_REQUIRED WORK_:
Count the lines in the data below that contain the string "white", matching case exactly. Give only the number.

_DATASET CONTENT_:
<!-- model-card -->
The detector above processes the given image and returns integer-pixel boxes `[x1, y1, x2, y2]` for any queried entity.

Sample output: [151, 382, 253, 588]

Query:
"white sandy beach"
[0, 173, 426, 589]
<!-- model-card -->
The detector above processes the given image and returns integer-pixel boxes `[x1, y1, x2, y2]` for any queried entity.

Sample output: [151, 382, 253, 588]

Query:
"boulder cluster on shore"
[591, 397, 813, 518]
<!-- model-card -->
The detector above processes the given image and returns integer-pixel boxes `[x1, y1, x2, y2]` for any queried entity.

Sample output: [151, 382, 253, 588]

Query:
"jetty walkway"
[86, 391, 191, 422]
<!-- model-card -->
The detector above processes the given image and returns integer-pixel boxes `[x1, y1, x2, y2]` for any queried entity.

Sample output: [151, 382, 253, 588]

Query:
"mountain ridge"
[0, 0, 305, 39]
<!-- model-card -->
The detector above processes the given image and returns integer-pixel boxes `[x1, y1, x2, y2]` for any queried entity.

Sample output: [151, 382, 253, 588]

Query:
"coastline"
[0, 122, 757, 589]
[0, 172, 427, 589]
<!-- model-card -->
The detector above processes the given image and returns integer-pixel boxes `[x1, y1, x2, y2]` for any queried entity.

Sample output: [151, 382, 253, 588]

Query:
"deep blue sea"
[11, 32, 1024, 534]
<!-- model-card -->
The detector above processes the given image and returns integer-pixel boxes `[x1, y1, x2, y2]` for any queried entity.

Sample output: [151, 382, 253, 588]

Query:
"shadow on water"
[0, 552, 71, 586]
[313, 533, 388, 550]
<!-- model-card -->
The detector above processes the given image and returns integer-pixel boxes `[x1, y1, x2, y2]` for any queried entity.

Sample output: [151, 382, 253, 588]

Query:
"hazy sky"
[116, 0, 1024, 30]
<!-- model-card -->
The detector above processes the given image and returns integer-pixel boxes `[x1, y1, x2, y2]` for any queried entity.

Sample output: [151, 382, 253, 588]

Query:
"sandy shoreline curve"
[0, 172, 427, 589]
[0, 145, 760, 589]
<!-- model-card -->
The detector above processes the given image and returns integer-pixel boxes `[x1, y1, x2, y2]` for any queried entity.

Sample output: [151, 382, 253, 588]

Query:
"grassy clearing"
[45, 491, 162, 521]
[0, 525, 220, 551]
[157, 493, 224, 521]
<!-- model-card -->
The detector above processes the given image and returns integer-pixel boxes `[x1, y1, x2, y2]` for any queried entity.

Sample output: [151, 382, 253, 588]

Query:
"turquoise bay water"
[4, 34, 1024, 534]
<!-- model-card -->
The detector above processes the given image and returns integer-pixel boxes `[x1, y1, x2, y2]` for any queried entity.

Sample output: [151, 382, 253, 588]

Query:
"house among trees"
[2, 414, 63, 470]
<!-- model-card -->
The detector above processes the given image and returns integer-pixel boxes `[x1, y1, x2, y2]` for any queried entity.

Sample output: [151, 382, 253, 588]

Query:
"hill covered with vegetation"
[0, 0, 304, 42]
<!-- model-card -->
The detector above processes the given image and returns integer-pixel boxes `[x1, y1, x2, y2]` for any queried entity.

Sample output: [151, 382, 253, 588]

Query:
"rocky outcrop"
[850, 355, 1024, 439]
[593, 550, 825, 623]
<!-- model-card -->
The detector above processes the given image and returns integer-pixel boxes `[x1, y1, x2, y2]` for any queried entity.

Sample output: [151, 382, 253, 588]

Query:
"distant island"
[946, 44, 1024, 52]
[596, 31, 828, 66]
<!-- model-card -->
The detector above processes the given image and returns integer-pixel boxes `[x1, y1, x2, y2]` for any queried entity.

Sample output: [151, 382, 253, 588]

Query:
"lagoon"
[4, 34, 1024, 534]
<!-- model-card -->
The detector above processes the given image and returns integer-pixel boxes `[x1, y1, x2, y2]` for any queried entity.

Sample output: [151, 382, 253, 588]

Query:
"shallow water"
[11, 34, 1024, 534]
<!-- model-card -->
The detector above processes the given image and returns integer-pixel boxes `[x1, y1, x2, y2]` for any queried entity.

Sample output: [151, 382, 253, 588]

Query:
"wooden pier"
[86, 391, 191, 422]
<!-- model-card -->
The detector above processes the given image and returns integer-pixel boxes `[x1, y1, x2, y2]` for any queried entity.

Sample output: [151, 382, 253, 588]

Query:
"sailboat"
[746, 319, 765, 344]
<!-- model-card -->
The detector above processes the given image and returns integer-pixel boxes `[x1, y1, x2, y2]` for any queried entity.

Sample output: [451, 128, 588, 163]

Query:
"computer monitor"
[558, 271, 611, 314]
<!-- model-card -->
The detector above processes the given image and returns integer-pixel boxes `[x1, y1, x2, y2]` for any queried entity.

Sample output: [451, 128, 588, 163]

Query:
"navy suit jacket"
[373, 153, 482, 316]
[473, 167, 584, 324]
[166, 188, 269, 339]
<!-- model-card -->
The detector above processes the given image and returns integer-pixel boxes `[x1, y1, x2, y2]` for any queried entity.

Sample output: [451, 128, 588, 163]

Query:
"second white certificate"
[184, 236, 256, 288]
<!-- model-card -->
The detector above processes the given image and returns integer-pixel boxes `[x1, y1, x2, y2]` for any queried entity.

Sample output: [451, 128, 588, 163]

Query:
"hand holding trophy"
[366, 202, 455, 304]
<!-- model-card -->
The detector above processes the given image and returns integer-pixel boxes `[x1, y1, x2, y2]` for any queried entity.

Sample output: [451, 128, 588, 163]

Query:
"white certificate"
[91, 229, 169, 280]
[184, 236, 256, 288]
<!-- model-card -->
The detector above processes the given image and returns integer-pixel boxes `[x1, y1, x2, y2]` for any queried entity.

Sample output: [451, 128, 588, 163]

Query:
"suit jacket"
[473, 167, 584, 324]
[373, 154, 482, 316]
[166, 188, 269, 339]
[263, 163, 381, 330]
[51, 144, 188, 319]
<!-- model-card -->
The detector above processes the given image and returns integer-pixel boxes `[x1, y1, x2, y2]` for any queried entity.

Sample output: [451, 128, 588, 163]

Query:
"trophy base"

_SOLUTION FOR THIS PROBLEM_:
3